• _What you need to do_
From the seminar listing, explain how John Van Oudenaren is connected to the World Digital Library named in his talk title.

• _Selection_
──────────

9TH – 11TH DECEMBER 2019

SEMINAR HALL – IIT DELHI, INDIA

THE WORLD DIGITAL LIBRARY: LESSONS LEARNED AND (MOST LIKELY) NOT LEARNED

JOHN VAN OUDENAREN

Global Fellow,
Kennan Institute for Advanced
Russian Studies at the
Woodrow Wilson International
Center for Scholars,
Washington, DC

9th Dec

5:00PM-5:40PM

John Van Oudenaren is a Global Fellow at the Kennan Institute for Advanced Russian Studies at the Woodrow Wilson International Center for Scholars, Washington, DC. He directed the World Digital Library project at the Library of Congress from 2005 to 2018. Previously he was chief of the European Division at the Library of Congress and a researcher at the RAND Corporation in Santa Monica, California. Dr. Van Oudenaren holds a Ph.D. in Political Science from Massachusetts Institute of Technology, and an A.B. in Germanic Languages and Literatures from Princeton University. He is the author of numerous books and articles on European affairs, international politics, and
digital libraries.

──────────

(Region labeling rows)

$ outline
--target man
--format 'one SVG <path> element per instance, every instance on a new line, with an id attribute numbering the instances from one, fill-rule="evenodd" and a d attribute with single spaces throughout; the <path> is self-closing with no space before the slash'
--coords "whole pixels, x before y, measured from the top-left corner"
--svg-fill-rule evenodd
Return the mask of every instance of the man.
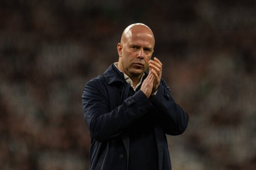
<path id="1" fill-rule="evenodd" d="M 162 63 L 151 60 L 154 42 L 146 25 L 128 26 L 117 44 L 118 62 L 84 88 L 90 170 L 172 169 L 166 134 L 182 133 L 188 116 L 161 79 Z"/>

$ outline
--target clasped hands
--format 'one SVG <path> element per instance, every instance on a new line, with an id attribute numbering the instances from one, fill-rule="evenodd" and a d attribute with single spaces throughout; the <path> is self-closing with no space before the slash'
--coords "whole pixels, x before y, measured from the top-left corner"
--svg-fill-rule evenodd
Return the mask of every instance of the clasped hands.
<path id="1" fill-rule="evenodd" d="M 160 80 L 162 76 L 162 67 L 163 65 L 160 60 L 156 57 L 148 61 L 149 73 L 142 83 L 141 90 L 148 98 L 154 94 L 158 88 Z"/>

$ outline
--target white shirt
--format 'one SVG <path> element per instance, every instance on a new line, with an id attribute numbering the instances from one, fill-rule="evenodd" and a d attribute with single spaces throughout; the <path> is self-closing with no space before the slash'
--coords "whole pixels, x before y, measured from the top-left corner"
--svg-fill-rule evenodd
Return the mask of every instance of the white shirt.
<path id="1" fill-rule="evenodd" d="M 114 65 L 116 66 L 116 68 L 117 68 L 120 71 L 122 72 L 122 73 L 124 74 L 124 77 L 125 78 L 125 79 L 126 81 L 126 82 L 127 82 L 127 83 L 128 83 L 130 85 L 131 85 L 131 86 L 132 87 L 132 88 L 134 89 L 134 91 L 136 91 L 136 89 L 138 87 L 139 87 L 139 86 L 141 84 L 142 79 L 143 79 L 143 77 L 145 75 L 145 74 L 143 73 L 143 75 L 140 78 L 140 81 L 139 82 L 138 84 L 137 84 L 136 87 L 134 87 L 133 83 L 132 82 L 132 80 L 131 80 L 131 79 L 130 77 L 129 77 L 129 76 L 127 76 L 127 75 L 126 74 L 125 74 L 125 73 L 123 72 L 122 71 L 120 70 L 119 68 L 118 67 L 117 67 L 118 62 L 115 62 L 114 64 L 115 64 Z M 156 92 L 152 94 L 155 95 L 157 94 L 157 90 Z"/>

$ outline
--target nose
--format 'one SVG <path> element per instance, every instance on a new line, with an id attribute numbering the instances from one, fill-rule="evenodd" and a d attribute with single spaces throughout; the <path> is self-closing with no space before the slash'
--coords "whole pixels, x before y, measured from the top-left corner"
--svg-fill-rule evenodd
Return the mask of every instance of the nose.
<path id="1" fill-rule="evenodd" d="M 137 56 L 137 58 L 140 58 L 140 59 L 143 59 L 144 58 L 144 50 L 143 48 L 141 48 L 139 51 L 138 55 Z"/>

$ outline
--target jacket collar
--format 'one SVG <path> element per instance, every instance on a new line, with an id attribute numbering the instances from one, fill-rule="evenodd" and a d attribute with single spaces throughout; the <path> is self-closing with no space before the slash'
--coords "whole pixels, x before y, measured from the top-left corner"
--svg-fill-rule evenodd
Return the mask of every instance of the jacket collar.
<path id="1" fill-rule="evenodd" d="M 112 64 L 103 73 L 103 75 L 108 85 L 116 82 L 123 83 L 125 81 L 124 78 L 124 74 L 120 71 L 114 65 L 114 63 Z"/>

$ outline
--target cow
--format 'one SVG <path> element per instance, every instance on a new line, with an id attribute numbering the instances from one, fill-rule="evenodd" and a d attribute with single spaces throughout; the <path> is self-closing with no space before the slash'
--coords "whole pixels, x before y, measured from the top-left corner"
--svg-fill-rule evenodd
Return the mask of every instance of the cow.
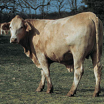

──────────

• _Output for this task_
He directed the World Digital Library project at the Library of Congress from 2005 to 2018.